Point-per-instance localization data
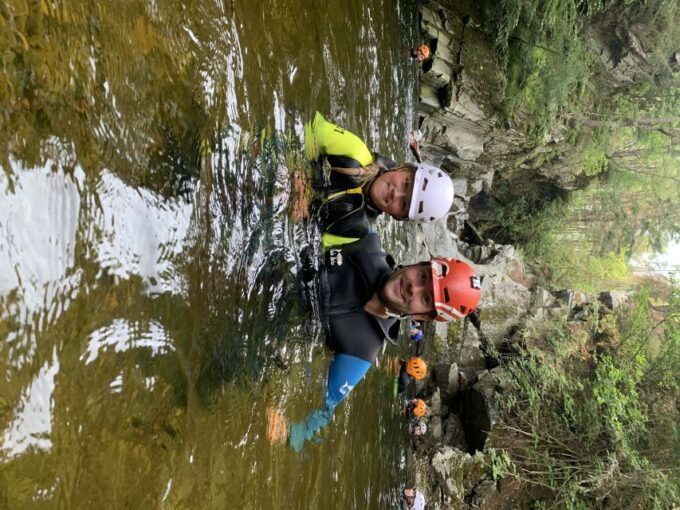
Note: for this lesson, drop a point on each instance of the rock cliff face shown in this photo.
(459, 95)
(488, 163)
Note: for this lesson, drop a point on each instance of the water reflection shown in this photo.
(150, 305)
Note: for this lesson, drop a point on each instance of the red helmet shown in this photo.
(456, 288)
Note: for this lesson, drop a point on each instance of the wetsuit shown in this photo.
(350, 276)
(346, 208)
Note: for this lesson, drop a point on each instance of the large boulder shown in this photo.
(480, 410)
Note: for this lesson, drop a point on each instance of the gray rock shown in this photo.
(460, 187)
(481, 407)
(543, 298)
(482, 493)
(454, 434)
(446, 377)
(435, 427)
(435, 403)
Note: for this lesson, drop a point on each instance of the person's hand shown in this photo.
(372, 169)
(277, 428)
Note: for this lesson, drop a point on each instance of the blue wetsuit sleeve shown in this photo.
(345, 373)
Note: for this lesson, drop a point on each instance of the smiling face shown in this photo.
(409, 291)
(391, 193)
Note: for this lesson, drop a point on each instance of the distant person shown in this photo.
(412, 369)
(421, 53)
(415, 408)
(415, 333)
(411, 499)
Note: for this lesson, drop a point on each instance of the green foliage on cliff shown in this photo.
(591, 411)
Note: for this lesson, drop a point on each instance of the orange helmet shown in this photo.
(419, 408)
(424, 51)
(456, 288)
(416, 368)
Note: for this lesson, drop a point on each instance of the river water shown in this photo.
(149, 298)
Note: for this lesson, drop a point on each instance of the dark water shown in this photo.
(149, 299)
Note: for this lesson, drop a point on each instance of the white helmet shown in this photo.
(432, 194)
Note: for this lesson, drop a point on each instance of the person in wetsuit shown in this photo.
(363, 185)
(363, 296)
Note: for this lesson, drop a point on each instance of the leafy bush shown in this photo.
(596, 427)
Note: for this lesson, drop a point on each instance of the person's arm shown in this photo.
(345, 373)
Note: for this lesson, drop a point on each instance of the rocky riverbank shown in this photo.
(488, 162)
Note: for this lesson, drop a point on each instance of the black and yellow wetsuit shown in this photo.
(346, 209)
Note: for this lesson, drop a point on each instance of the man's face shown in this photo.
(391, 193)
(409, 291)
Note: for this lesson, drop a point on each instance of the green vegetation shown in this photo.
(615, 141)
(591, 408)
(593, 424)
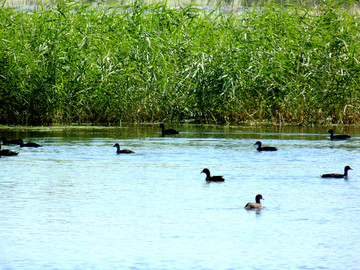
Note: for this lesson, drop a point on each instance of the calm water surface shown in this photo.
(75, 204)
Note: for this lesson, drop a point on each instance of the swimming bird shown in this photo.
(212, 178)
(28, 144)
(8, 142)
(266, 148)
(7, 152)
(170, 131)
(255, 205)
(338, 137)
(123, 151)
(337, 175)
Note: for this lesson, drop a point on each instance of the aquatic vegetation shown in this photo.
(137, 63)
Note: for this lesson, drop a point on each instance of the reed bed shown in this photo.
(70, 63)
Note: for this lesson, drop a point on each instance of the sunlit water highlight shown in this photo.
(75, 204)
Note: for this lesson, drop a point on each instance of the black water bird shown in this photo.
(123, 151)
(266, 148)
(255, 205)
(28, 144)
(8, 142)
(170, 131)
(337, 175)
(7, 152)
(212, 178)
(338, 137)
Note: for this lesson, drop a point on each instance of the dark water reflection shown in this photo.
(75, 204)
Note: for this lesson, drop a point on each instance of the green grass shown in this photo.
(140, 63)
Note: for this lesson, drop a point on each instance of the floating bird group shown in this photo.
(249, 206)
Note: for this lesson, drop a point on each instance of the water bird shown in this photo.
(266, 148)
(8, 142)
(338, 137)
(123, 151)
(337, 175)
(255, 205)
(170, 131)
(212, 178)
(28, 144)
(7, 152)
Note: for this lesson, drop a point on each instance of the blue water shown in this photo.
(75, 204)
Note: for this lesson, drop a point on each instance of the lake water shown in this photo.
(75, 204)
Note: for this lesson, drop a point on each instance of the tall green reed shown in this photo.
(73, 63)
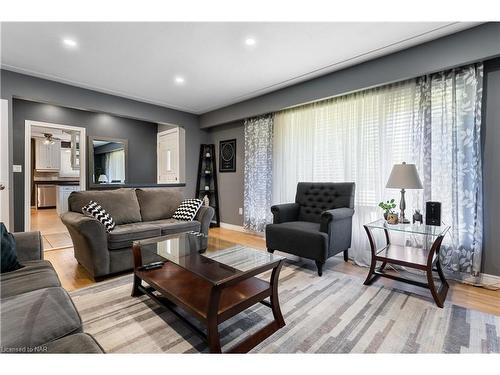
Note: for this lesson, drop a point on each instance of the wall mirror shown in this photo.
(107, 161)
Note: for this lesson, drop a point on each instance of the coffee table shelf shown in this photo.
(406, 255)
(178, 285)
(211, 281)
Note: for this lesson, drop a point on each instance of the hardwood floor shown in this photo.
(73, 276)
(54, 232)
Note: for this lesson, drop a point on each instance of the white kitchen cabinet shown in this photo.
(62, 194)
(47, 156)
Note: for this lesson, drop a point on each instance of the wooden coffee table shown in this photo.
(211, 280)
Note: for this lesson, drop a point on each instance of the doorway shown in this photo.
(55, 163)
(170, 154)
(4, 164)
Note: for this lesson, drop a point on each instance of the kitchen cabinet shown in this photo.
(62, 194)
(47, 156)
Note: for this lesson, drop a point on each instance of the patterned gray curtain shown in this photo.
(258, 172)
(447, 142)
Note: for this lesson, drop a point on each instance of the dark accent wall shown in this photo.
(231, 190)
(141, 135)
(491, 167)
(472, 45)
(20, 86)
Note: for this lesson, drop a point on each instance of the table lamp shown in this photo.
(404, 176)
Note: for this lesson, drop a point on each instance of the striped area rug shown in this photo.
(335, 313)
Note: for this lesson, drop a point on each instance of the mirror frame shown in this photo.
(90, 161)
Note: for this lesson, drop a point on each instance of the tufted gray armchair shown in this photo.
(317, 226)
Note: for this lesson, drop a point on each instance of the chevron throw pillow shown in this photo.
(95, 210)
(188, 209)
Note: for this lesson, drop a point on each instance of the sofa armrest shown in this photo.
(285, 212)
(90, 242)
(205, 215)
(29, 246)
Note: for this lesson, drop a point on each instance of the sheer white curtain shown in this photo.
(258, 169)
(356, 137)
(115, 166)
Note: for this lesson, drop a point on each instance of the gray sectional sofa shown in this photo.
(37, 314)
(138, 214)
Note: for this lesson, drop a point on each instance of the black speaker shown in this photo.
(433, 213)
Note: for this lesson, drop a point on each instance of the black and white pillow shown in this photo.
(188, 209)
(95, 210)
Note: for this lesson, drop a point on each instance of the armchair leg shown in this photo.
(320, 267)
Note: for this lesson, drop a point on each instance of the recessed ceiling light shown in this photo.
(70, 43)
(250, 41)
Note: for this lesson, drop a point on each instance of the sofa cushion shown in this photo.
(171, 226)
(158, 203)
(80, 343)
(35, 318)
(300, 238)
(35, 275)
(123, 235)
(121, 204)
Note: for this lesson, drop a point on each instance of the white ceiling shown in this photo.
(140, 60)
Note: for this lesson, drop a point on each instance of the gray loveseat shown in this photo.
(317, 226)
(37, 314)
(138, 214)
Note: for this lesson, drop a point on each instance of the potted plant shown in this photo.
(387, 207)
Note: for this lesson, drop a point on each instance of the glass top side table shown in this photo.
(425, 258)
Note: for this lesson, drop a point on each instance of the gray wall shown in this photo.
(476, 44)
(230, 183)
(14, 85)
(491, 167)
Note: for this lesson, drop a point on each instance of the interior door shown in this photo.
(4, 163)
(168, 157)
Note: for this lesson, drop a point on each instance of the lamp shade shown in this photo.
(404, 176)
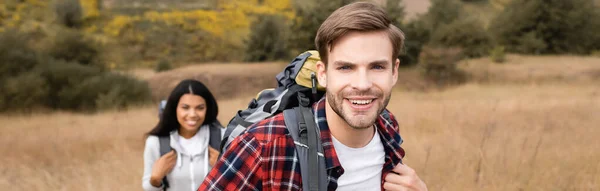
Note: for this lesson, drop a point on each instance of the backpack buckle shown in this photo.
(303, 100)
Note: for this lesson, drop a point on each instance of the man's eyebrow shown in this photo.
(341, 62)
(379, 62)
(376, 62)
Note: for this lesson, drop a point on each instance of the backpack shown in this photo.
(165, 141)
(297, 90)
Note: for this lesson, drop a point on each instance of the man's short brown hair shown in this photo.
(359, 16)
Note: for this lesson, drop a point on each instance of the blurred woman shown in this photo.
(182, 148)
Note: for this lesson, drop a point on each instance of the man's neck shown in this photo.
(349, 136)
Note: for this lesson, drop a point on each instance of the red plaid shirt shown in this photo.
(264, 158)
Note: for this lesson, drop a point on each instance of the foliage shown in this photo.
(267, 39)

* * *

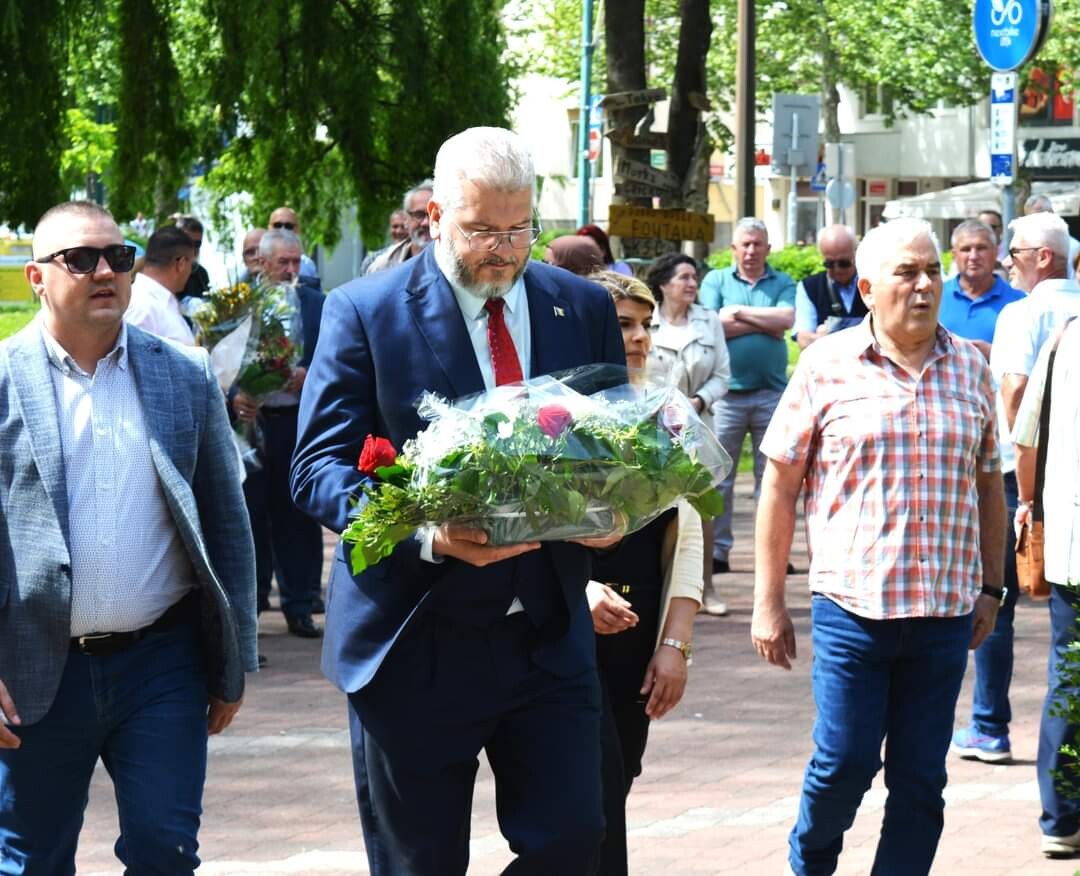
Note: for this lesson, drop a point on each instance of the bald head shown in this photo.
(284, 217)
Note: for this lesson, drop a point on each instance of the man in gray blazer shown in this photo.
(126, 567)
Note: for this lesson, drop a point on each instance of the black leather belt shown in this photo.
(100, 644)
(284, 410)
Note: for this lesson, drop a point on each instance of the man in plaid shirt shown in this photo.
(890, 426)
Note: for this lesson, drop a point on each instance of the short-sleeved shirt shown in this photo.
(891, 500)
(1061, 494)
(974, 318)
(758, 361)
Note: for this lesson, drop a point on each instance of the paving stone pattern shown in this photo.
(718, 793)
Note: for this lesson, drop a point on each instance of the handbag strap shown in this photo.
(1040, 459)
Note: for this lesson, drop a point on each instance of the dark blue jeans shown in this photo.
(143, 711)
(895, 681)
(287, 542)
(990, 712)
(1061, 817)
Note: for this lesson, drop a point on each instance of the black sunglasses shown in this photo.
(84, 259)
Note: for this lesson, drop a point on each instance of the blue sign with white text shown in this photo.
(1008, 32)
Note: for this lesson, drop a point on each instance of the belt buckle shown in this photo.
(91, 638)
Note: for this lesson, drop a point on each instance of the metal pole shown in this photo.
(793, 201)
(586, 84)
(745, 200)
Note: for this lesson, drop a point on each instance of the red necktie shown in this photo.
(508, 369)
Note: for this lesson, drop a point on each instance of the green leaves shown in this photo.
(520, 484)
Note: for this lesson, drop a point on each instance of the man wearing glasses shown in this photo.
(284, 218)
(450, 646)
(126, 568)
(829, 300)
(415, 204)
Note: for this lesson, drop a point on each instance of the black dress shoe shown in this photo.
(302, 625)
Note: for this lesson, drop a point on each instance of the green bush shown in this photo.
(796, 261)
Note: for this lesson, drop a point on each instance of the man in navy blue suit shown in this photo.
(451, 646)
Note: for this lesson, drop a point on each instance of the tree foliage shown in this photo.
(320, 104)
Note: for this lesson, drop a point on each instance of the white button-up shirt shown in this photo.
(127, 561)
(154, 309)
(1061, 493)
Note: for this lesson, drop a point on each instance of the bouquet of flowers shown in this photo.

ABOUT THIS EXERCISE:
Find "shoe shown in this photo." in the entries above and copy that whole line exactly, then each line after it through the line that contains "flowers shown in this photo.".

SOLUTION FOR THIS TASK:
Note: for this lesson, drop a point on each instance of the black dress shoe shown in this photo.
(302, 625)
Note: for this lesson, drop a point on each instance of the green bush shown in this photo.
(796, 261)
Note: for this lesson, drop a point on each instance of the man in navy blue suit shown in this photo.
(451, 646)
Note: for this lesson, drop a point on each instance of the tree foliage shown in this photo.
(320, 104)
Note: for this lesson, drop a point on each instance of the white button-up shirt shown in this photo.
(127, 561)
(154, 309)
(1061, 493)
Note: for this lesson, drop a point on each instance of the bouquet of flowers shown in this photo.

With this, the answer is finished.